About this task: Would you write out every record that follows exactly, with the pictures left out?

Recorded information:

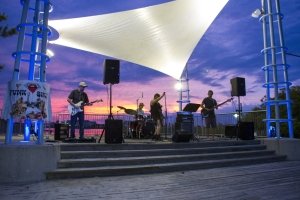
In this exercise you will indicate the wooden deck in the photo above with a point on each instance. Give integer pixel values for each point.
(276, 181)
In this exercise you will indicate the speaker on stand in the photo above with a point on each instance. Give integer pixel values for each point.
(113, 128)
(238, 88)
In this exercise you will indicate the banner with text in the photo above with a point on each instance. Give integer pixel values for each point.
(27, 99)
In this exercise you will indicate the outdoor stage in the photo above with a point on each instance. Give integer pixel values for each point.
(27, 162)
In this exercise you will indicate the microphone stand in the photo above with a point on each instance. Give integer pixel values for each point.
(166, 117)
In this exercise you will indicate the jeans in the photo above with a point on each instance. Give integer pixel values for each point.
(80, 117)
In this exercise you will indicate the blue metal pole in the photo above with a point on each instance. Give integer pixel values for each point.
(34, 41)
(285, 68)
(274, 66)
(44, 42)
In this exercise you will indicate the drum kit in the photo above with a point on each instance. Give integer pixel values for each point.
(142, 127)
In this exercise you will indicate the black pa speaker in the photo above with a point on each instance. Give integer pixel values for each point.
(246, 130)
(230, 131)
(113, 131)
(61, 131)
(238, 86)
(111, 71)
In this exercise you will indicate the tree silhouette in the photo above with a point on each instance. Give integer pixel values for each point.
(5, 31)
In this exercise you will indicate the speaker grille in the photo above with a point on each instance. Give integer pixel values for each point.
(111, 71)
(238, 86)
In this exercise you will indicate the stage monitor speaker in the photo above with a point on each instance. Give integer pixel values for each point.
(113, 131)
(111, 71)
(61, 131)
(230, 131)
(183, 131)
(238, 86)
(246, 130)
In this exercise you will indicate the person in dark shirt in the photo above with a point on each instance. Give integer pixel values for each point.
(77, 100)
(156, 114)
(209, 105)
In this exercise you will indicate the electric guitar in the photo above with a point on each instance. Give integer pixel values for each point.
(79, 106)
(205, 111)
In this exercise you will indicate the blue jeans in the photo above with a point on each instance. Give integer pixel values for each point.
(80, 117)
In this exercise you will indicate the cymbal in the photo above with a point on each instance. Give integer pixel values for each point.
(130, 112)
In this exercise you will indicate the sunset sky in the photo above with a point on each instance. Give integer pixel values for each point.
(230, 48)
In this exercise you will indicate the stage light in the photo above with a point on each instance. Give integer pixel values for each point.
(50, 53)
(257, 13)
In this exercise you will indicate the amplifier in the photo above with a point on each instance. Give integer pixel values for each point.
(113, 131)
(61, 131)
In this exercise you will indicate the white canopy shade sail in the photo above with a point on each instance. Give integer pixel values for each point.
(161, 37)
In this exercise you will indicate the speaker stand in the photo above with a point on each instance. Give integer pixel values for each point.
(239, 119)
(110, 116)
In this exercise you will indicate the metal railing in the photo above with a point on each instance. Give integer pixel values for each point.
(94, 123)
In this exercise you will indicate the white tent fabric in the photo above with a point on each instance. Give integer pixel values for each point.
(161, 37)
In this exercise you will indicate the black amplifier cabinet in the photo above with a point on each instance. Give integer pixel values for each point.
(113, 131)
(61, 131)
(183, 127)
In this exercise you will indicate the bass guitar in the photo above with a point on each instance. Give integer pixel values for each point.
(205, 111)
(79, 106)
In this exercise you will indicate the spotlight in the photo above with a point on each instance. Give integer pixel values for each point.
(50, 53)
(178, 86)
(257, 13)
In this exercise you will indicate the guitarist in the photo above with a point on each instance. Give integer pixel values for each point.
(209, 105)
(76, 96)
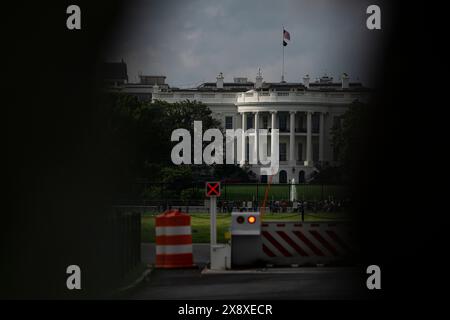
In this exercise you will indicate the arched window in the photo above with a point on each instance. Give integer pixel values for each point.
(283, 176)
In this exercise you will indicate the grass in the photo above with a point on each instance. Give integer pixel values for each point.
(200, 224)
(282, 191)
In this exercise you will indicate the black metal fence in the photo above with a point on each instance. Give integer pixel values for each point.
(125, 246)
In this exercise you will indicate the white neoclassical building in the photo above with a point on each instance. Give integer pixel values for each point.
(303, 112)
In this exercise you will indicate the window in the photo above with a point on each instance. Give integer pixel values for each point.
(249, 122)
(283, 150)
(315, 122)
(300, 126)
(283, 176)
(283, 122)
(300, 152)
(315, 152)
(265, 122)
(336, 122)
(228, 122)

Output of the task:
In this exercise you will indicate the wooden deck in the photo above with a point on each instance. Give integer pixel values for each point.
(276, 181)
In this exercise you will indicate the speaker on stand in the photo above with a point on each instance. Give integer pixel values for each point.
(113, 128)
(238, 88)
In this exercise you will indicate the banner with text in the photo above with a point on each instance. Give integer pixel values for each point.
(27, 99)
In this exercise you will indicate the outdoor stage in the photo above with a point on each instance. Give integer pixel values for each point.
(27, 162)
In this exercise you will indicate the microphone stand in the photo above with a point on each instance. Give integer pixel values for each point.
(166, 117)
In this exercise you will indicate the jeans in the photo above with a point on each instance. Give integer pixel values for each point.
(80, 117)
In this exercise you will indicate the blue metal pole in the photo above with a point on each instance. Give integer pixel values for each point.
(34, 41)
(285, 68)
(274, 66)
(44, 42)
In this exercise you will indicate the drum kit in the photo above with a point on each instance. Give integer pixel values for each point.
(142, 127)
In this exercise you will indicate the black pa speaker in the photo above with a point on each instance. Give integer pixel values for each point.
(246, 130)
(230, 131)
(113, 131)
(61, 131)
(238, 86)
(111, 71)
In this exercise you will indicate the tree silhouette in the photo above with a point on each instance. Give integer pixel values for each point.
(5, 31)
In this exercise you will indicate the speaker grille in the photo above with a point on each instance. Give integer pixel values for each point.
(111, 71)
(238, 86)
In this exercise you will indicate the stage monitor speaker in the photo above with a point on each instance. Give integer pixel values for each point.
(113, 131)
(111, 71)
(61, 131)
(230, 131)
(183, 131)
(238, 86)
(246, 130)
In this exercise you will indicate the person in dark shirt in the photo above with a point on each instance. Give integer pixel values for each point.
(77, 100)
(156, 114)
(209, 105)
In this exercise you will indicate the electric guitar in the photo above with a point on each instance. Give integer pixel values for each point.
(79, 106)
(205, 111)
In this exercise you will indicate the blue jeans in the photo above with a point on each instance. Give integer pixel values for each point.
(80, 117)
In this exercise you will indicate the cymbal in the photo above with a point on each instance. Give integer pixel values for each point.
(130, 112)
In this exercise you will indicate the sunset sky in the photo above with a point on each instance. Give integer pixel values for each point.
(230, 48)
In this exercise you will indicate the stage light in the photo above with a point on each instance. Give integer pixel values for each point.
(50, 53)
(257, 13)
In this exercise you will indicate the amplifier in the photo above with a point on each instance. Give integer pixel values for each point.
(113, 131)
(61, 131)
In this exercise you will indicate the white canopy shade sail in the photo above with a point on each instance. Give integer pixel values for each point.
(161, 37)
In this exercise you will indicate the speaker stand in the photo above with a point on each instance. Give integer pixel values for each point.
(239, 119)
(110, 116)
In this exercise you will indicate the metal railing in the photo above with a point on each instance. Give integer pixel values for each point.
(94, 123)
In this exercise you will indicate the white tent fabric in the photo above with a point on each instance. Give integer pixel values for each point.
(161, 37)
In this exercise you will indicate the black amplifier cabinet in the photo above with a point on each instance. Give integer pixel values for each point.
(113, 131)
(61, 131)
(183, 127)
In this exercise you will indicate the bass guitar in the photo above with a point on each instance. Give integer pixel values for each point.
(205, 111)
(79, 106)
In this exercise you will indicate the spotlight in the photo above with a point on each instance. Give integer pixel values for each point.
(50, 53)
(178, 86)
(257, 13)
In this exercise you will indicate the guitarist in the photo above with a point on each instance. Give integer pixel values for each point.
(209, 105)
(76, 96)
In this exercise you will indicate the arched window in the photo above with a point on each instance. Give integer pixel values for each point.
(283, 176)
In this exercise you will indicate the grass in the photo above with a point on each instance. Give integer pixel values for each point.
(200, 224)
(282, 191)
In this exercise you will indicate the black metal fence in the photo above with a point on each instance. Give integer pixel values for each point.
(125, 246)
In this exercise you will indicate the white neoclassical building in the photo above with a point on each instance. Give integer pixel values for each point.
(303, 112)
In this exercise you will indicate the window in the photo above with a point on each instance. Give integer pixel values for each point.
(249, 122)
(283, 150)
(315, 122)
(300, 126)
(283, 176)
(283, 122)
(300, 152)
(315, 152)
(265, 122)
(336, 122)
(228, 122)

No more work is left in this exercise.